Excerpts of labeled region records
--------------------------------

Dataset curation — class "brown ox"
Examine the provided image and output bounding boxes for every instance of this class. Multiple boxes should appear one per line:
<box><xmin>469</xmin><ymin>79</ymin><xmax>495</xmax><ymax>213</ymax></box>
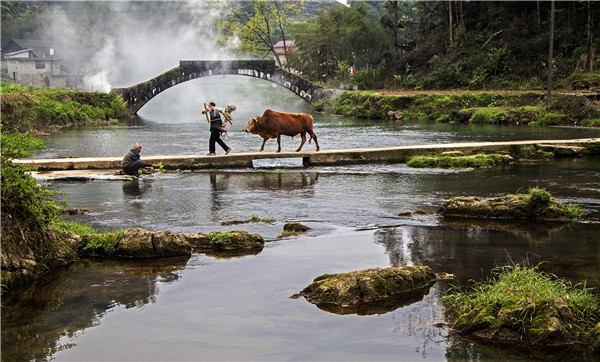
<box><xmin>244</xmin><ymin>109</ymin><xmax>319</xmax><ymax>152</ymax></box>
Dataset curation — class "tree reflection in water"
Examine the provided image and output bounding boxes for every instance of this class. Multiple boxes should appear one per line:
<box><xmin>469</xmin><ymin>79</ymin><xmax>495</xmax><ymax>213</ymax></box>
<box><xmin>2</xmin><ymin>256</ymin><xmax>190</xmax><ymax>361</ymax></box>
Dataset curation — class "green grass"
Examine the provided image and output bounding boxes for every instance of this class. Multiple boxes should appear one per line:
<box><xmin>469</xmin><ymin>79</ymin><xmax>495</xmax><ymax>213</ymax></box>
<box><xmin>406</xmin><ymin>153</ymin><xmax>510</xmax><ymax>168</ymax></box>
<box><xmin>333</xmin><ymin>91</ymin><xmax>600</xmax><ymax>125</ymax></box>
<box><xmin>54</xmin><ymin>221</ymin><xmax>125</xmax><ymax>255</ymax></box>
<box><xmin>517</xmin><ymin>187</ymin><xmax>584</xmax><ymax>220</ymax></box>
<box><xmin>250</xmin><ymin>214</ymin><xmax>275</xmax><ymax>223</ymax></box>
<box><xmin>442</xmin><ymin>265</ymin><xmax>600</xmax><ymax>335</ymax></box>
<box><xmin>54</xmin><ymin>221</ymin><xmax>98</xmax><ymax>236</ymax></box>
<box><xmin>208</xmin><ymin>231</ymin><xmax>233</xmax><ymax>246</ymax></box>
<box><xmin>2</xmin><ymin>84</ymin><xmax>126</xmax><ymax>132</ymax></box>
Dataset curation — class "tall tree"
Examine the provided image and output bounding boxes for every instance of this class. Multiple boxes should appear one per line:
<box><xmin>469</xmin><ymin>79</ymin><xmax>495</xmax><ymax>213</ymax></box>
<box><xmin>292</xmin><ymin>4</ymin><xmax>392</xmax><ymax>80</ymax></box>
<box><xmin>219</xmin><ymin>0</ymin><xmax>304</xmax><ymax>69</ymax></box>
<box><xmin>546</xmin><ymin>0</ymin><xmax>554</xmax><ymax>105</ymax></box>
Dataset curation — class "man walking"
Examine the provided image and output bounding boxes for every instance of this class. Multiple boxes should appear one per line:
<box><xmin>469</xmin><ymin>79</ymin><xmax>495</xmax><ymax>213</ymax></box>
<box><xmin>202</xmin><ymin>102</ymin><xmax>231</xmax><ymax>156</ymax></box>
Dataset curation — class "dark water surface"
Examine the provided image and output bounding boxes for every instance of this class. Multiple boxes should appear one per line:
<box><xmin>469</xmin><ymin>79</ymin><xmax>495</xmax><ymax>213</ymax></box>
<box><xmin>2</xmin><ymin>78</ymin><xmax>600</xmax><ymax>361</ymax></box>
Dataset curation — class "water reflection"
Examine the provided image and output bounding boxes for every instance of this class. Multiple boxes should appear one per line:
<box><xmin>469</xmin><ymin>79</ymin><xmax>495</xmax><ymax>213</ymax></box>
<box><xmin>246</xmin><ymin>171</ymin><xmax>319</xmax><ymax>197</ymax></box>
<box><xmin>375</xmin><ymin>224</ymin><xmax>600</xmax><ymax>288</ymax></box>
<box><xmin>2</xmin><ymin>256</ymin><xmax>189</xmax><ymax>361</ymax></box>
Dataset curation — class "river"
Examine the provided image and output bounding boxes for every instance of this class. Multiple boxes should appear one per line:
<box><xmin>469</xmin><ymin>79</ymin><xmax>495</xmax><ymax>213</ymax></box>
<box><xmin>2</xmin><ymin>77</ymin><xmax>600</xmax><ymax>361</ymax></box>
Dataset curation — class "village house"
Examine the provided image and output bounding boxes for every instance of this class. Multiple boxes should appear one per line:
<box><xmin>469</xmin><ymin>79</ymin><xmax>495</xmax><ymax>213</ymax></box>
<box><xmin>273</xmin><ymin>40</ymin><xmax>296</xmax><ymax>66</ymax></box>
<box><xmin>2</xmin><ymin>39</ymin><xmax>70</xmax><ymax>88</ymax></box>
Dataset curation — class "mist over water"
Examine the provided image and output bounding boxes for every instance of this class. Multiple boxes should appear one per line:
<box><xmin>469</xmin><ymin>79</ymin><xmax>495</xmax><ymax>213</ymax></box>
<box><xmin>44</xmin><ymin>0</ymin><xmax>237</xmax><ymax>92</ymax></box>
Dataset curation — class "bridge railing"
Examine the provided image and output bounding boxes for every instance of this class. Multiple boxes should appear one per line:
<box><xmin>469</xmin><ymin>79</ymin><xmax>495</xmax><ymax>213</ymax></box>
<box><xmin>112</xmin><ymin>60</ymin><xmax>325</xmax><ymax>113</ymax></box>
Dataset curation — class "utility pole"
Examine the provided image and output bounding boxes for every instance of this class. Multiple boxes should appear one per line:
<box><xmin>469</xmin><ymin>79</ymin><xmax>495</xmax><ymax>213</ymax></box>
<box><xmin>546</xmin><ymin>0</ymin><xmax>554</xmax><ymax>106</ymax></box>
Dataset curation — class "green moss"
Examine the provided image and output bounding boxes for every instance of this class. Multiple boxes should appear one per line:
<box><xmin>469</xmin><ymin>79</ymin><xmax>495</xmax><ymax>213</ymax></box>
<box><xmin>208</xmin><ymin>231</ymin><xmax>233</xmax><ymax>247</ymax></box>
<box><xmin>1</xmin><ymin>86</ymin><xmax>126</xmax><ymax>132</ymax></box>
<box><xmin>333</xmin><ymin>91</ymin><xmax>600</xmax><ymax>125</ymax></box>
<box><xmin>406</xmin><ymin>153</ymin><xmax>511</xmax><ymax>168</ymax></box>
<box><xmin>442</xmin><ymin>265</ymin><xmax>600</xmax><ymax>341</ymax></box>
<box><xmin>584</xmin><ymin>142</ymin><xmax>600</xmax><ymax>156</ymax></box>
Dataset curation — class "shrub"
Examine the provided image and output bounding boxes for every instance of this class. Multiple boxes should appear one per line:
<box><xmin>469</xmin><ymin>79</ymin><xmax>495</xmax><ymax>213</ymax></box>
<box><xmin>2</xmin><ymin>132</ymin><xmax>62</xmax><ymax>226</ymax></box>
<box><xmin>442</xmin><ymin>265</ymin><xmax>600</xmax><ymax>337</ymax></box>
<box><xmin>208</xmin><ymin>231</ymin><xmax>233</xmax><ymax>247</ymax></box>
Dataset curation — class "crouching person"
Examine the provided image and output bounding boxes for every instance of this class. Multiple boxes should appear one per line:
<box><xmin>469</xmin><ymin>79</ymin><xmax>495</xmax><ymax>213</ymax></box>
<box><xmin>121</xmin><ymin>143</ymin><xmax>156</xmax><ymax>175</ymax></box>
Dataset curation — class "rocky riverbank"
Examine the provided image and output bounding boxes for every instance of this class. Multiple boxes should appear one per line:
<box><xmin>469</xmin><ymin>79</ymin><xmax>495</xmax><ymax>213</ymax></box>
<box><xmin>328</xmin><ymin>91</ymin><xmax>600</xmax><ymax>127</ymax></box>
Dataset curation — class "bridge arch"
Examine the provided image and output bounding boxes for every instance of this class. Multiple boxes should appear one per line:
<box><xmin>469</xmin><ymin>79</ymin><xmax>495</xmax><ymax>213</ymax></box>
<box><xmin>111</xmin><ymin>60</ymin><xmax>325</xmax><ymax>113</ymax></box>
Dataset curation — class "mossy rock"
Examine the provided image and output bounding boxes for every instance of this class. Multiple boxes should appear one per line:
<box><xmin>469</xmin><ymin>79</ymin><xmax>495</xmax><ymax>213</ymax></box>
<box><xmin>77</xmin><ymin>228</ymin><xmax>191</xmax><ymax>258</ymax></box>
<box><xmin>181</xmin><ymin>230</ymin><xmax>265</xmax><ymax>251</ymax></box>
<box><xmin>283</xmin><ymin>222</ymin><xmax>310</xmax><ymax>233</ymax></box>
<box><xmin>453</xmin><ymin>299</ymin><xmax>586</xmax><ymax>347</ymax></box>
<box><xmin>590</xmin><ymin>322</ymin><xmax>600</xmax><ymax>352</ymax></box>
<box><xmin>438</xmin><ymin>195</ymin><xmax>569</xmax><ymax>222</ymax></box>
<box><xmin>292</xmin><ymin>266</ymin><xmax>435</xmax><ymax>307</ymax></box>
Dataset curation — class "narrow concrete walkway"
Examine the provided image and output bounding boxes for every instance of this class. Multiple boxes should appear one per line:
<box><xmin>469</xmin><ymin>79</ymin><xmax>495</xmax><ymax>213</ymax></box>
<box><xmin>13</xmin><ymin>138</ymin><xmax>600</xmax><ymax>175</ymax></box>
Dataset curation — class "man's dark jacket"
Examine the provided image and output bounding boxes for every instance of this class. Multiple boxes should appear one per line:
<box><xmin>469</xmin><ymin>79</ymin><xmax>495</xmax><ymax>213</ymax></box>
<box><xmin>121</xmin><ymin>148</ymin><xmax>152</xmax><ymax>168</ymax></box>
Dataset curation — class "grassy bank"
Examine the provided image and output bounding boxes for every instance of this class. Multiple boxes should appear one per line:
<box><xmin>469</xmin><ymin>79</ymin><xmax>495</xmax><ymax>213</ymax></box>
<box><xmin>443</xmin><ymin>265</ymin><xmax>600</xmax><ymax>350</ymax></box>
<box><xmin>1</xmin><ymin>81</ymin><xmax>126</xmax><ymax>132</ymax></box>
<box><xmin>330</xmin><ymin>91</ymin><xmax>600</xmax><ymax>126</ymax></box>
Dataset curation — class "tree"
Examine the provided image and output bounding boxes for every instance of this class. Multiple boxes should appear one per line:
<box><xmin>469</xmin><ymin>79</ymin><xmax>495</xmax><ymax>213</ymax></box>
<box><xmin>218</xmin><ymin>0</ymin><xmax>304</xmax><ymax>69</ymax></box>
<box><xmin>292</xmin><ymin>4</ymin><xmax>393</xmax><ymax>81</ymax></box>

--------------------------------

Description of the task: Count the lines of the records above that contain the string "water", treating uppercase and lowercase as distinct. Give only the number.

Solution to the problem: 4